Your task:
Extract every line below that contains the word "flower".
— Start Record set —
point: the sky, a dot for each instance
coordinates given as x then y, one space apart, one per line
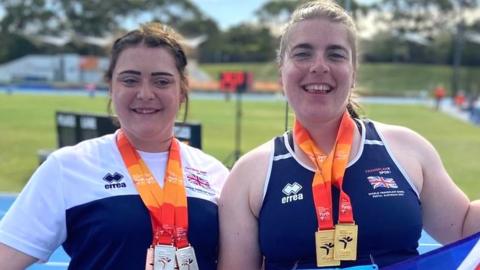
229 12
— End Record set —
— Start Record set —
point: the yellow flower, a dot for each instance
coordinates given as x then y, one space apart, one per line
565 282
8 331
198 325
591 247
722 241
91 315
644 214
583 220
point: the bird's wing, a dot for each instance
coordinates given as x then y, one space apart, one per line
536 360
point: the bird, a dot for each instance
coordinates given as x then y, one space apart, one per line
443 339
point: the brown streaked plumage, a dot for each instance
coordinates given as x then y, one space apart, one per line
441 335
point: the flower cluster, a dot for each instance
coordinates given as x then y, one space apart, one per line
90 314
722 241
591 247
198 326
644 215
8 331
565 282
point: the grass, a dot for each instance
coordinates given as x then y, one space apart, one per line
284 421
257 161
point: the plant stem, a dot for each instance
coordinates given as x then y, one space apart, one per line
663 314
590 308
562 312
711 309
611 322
— End Record set —
Finished answer:
point: the yellow flower, a dot for each instance
point: the flower cluster, a dot for each instance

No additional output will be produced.